▸ **Goal of the exercise**: Rescale the records from the line with "blue sky is located." up to and including the line with "0,156,390,258", rewriting only those lines, requests included, with each bounding-box coordinate in the answers multiplied by 2.45 and rounded to a whole number, halves up. Keep every number in the requests and their format samples as it is.

(begin)

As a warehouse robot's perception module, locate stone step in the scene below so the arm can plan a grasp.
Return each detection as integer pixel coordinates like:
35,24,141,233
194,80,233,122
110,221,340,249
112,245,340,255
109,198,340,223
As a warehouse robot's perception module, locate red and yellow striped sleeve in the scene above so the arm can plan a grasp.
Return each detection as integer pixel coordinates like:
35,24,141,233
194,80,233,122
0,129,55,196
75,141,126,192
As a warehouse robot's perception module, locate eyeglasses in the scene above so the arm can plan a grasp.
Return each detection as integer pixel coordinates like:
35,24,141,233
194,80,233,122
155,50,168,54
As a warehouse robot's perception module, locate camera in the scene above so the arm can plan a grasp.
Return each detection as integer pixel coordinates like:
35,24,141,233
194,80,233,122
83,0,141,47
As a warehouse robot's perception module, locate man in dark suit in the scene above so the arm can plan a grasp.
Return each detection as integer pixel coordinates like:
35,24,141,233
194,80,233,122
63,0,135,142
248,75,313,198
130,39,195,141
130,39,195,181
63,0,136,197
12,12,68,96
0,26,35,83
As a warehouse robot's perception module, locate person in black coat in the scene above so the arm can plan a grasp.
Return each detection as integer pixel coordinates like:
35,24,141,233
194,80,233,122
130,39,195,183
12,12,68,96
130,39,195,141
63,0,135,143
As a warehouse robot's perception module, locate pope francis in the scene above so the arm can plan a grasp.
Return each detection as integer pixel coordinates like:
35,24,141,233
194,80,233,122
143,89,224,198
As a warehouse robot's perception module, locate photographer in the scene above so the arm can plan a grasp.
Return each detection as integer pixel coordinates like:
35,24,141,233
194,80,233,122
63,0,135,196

(end)
(begin)

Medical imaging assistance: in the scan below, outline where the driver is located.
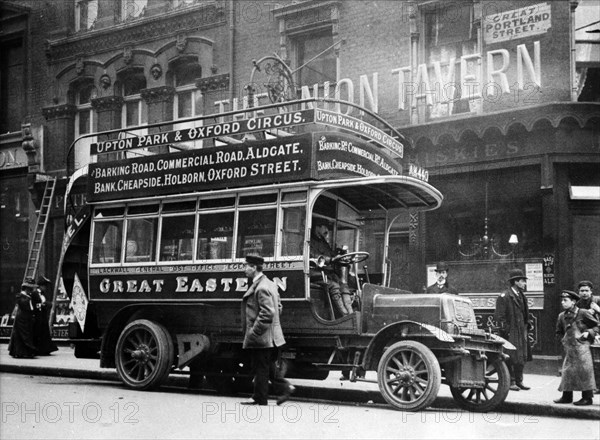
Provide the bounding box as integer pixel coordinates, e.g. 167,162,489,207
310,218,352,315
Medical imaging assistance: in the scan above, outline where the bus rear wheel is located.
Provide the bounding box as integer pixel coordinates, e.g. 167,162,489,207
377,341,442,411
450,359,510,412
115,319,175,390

(end)
(begin)

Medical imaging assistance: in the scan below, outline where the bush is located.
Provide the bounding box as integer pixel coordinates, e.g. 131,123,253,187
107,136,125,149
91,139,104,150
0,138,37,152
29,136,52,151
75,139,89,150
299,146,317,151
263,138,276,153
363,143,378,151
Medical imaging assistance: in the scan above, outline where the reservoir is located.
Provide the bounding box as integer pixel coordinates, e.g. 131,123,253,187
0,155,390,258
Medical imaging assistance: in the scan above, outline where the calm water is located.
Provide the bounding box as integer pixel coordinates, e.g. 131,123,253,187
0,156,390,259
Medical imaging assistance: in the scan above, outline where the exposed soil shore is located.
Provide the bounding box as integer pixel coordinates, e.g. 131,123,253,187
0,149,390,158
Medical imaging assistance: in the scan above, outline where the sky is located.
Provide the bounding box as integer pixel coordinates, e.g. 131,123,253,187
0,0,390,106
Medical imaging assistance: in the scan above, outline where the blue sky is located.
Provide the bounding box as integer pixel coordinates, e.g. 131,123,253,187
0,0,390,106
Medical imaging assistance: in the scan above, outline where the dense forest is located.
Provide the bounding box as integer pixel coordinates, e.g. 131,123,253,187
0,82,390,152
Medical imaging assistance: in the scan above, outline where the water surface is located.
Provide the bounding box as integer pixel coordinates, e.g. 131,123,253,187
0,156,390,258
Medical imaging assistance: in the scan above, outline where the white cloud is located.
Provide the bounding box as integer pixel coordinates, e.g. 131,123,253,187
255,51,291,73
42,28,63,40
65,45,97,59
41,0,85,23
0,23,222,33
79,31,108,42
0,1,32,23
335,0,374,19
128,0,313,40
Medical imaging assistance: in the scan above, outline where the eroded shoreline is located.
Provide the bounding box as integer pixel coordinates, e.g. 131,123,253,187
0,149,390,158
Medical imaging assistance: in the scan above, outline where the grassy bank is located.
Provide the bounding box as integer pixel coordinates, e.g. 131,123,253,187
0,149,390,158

(end)

▸ **Task output**:
Medical imaging assistance: in the scan above, outline where the blue sky is located.
Provide the bounding box as integer pixel coordinates, e.g. 131,123,253,187
0,0,956,260
Medical imaging assistance: in the scan above, outline where the dense forest is located.
Provide the bounding box as integer pixel coordinates, e.g. 131,123,253,187
0,201,956,372
Medical imaging assistance: in the scan above, outline where the water surface is located.
Provide the bounding box as integer pixel coordinates, e.g. 131,123,253,187
0,382,956,632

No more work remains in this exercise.